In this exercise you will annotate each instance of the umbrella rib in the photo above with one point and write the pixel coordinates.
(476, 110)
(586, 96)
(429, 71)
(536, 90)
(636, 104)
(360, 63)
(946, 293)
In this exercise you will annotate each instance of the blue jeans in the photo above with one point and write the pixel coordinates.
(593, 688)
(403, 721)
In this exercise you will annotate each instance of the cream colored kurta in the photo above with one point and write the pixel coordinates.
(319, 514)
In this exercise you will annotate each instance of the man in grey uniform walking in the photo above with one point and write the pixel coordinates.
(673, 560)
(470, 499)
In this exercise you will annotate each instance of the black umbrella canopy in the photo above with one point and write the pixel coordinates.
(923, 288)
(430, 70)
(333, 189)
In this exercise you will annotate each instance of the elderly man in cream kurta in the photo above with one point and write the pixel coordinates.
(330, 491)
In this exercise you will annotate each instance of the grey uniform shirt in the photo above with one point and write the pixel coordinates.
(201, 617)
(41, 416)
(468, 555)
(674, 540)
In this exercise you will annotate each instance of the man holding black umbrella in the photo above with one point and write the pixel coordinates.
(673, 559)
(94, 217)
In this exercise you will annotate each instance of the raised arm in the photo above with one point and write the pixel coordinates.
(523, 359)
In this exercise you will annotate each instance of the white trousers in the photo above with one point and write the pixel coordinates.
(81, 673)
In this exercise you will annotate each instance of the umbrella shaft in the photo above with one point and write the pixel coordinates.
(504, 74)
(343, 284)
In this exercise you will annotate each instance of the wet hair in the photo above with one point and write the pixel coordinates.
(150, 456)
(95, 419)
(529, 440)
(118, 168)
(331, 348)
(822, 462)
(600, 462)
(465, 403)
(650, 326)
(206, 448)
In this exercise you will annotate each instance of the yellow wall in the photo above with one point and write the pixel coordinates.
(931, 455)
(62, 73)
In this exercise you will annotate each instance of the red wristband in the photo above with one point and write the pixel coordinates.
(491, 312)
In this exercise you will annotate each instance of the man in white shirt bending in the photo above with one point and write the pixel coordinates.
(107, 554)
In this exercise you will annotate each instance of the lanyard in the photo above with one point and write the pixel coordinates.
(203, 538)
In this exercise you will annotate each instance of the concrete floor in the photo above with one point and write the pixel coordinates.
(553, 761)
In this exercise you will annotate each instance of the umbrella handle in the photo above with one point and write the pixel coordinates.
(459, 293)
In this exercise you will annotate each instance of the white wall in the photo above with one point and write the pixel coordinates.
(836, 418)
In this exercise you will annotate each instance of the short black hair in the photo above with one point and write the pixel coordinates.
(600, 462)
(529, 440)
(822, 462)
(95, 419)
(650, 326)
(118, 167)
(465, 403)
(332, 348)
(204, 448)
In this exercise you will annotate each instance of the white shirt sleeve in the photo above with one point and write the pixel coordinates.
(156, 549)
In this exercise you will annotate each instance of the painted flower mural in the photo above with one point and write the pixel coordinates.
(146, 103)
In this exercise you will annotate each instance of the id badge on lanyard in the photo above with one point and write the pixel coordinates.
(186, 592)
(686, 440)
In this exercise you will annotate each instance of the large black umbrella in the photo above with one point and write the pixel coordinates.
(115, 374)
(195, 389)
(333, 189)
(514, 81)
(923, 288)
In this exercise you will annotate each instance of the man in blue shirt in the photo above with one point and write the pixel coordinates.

________________________________________

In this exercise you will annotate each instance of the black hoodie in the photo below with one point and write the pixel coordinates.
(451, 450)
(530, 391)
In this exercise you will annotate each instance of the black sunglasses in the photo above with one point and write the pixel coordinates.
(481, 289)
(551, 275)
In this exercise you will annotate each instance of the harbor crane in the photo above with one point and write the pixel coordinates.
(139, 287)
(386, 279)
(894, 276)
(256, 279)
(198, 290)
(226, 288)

________________________________________

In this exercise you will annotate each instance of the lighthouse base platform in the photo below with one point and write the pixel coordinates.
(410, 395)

________________________________________

» **Goal**
Copy out, word for word, the lines starting with the one that contains "In this exercise you will annotate each instance of the id" and going on through the one that contains "man in blue".

» **Answer for this exercise**
In this exercise you will annotate each instance of the id badge on lanyard in the photo above with one point and write the pixel coordinates.
(186, 592)
(686, 440)
In this exercise you will annotate each instance of the large black umbrella in the photo above with one point and write the pixel coordinates.
(115, 374)
(195, 389)
(333, 189)
(514, 81)
(923, 288)
In this exercise you will annotate each instance of the man in blue shirt in the photo above with one point and write the pixel coordinates.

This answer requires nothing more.